#### Short exercise:
Locate each line of the material below that contains the word "background" and copy those lines. Case counts.

#### Given records:
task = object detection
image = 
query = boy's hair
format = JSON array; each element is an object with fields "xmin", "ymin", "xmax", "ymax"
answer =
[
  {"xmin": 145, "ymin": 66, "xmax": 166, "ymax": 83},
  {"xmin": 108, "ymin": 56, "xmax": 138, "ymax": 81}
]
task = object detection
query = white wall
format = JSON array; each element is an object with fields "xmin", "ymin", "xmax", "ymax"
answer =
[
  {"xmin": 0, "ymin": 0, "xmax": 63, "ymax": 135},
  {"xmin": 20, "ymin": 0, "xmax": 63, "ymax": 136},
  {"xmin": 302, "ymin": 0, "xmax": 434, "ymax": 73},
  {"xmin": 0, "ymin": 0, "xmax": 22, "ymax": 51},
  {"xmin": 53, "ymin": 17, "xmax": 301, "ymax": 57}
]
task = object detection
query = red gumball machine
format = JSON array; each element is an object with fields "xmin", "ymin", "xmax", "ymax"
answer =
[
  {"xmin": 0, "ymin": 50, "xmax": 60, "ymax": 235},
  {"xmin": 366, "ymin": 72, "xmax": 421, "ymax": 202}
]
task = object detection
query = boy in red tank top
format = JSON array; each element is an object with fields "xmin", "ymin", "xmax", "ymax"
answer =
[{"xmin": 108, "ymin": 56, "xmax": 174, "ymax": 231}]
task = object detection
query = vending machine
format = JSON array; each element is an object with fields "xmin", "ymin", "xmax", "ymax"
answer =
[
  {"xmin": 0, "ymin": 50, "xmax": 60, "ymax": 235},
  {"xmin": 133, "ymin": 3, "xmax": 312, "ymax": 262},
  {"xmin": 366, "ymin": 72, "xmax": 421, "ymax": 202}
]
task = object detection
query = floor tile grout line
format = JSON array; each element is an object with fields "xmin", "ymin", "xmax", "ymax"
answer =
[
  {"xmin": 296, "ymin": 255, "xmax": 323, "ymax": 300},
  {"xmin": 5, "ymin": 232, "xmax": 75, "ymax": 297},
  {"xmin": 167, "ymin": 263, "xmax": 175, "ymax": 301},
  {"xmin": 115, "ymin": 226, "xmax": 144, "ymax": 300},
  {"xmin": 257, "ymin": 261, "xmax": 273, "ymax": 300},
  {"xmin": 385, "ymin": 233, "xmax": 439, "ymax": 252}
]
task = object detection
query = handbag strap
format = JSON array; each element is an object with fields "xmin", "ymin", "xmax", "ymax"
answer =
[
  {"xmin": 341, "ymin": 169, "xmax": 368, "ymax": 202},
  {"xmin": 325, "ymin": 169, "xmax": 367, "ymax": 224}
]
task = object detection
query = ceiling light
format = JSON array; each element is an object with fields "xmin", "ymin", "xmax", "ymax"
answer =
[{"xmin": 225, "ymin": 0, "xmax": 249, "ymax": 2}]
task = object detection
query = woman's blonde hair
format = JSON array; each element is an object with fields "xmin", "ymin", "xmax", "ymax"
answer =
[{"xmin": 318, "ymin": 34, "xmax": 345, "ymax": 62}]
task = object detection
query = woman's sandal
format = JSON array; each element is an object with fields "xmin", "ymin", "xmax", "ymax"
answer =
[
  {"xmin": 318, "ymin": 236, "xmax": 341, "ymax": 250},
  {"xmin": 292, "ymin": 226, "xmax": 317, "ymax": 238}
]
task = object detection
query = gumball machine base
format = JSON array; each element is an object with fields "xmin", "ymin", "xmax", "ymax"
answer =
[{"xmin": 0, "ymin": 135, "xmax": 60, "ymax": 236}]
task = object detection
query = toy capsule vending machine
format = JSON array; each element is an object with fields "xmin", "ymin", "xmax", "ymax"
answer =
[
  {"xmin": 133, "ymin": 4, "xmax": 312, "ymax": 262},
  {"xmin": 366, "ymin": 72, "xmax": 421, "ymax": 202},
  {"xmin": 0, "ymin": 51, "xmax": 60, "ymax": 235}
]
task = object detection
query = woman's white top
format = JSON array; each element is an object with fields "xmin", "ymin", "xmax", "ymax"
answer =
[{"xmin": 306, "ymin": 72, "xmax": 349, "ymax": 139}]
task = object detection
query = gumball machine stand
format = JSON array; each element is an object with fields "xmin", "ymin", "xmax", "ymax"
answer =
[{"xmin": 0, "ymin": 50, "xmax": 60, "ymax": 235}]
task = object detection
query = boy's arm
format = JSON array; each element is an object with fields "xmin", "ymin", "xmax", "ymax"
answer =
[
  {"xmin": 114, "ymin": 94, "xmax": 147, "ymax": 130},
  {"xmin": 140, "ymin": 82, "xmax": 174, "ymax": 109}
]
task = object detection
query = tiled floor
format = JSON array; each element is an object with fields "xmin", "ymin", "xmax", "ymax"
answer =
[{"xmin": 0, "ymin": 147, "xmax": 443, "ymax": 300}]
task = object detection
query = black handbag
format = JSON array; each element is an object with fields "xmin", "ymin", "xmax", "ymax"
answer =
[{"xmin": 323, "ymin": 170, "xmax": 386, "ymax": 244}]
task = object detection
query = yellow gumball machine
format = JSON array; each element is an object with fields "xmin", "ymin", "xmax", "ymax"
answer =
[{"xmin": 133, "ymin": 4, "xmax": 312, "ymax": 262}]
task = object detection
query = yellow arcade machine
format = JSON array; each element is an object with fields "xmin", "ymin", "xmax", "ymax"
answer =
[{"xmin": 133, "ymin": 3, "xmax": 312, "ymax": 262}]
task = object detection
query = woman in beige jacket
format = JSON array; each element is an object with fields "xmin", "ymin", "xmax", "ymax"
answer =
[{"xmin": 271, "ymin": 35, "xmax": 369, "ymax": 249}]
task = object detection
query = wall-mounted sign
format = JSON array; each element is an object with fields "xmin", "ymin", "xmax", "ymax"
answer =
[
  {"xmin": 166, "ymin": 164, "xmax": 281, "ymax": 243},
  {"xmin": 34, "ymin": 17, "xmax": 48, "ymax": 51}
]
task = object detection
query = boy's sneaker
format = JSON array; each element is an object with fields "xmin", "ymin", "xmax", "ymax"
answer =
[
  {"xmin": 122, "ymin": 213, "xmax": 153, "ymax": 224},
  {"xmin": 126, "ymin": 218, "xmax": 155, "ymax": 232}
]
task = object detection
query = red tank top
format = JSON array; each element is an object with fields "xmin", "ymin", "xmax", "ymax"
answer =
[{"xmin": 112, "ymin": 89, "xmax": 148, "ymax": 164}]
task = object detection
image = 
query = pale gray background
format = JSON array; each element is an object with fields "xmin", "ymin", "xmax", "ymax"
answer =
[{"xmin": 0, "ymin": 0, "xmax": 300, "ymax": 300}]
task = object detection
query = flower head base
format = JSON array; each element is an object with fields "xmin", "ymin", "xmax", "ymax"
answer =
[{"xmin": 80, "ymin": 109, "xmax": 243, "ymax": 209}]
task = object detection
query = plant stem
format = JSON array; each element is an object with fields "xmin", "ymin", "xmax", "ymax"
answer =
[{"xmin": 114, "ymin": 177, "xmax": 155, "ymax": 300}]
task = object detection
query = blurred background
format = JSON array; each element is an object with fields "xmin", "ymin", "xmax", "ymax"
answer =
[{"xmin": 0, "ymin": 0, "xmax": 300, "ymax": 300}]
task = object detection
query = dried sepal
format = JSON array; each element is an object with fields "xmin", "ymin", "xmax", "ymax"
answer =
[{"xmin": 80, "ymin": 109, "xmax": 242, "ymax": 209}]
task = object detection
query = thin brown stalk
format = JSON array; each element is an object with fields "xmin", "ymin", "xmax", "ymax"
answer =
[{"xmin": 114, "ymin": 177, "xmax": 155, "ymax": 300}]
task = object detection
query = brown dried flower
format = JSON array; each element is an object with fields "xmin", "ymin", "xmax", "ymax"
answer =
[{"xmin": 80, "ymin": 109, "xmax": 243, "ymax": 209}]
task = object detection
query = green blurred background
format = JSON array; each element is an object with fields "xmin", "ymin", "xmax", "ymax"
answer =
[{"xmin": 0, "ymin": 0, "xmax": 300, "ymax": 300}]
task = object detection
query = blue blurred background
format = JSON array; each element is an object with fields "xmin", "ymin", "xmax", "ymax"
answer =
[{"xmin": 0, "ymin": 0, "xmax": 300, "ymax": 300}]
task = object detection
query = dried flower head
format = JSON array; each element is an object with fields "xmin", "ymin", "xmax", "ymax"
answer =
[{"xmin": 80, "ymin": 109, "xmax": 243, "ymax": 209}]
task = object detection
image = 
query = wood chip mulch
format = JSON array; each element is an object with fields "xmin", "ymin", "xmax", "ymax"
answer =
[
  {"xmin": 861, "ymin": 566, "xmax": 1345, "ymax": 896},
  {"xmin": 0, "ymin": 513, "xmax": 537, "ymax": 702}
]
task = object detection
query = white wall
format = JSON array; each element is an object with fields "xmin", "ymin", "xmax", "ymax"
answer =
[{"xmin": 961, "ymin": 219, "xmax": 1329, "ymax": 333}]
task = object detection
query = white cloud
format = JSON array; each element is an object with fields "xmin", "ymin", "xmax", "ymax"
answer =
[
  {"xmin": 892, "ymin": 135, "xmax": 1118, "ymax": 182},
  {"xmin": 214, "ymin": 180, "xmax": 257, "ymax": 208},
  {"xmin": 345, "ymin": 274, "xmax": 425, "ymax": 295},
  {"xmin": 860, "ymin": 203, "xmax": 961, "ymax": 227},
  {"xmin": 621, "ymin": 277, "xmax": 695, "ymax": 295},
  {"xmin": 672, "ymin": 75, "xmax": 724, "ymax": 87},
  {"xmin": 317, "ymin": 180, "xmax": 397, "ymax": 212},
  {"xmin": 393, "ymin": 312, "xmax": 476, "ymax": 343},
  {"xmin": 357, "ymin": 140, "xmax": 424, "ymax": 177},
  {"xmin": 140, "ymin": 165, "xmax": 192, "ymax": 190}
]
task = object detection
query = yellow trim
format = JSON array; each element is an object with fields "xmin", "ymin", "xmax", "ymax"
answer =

#### Reply:
query = pale gray background
query = blurred background
query = green blurred background
query = blue blurred background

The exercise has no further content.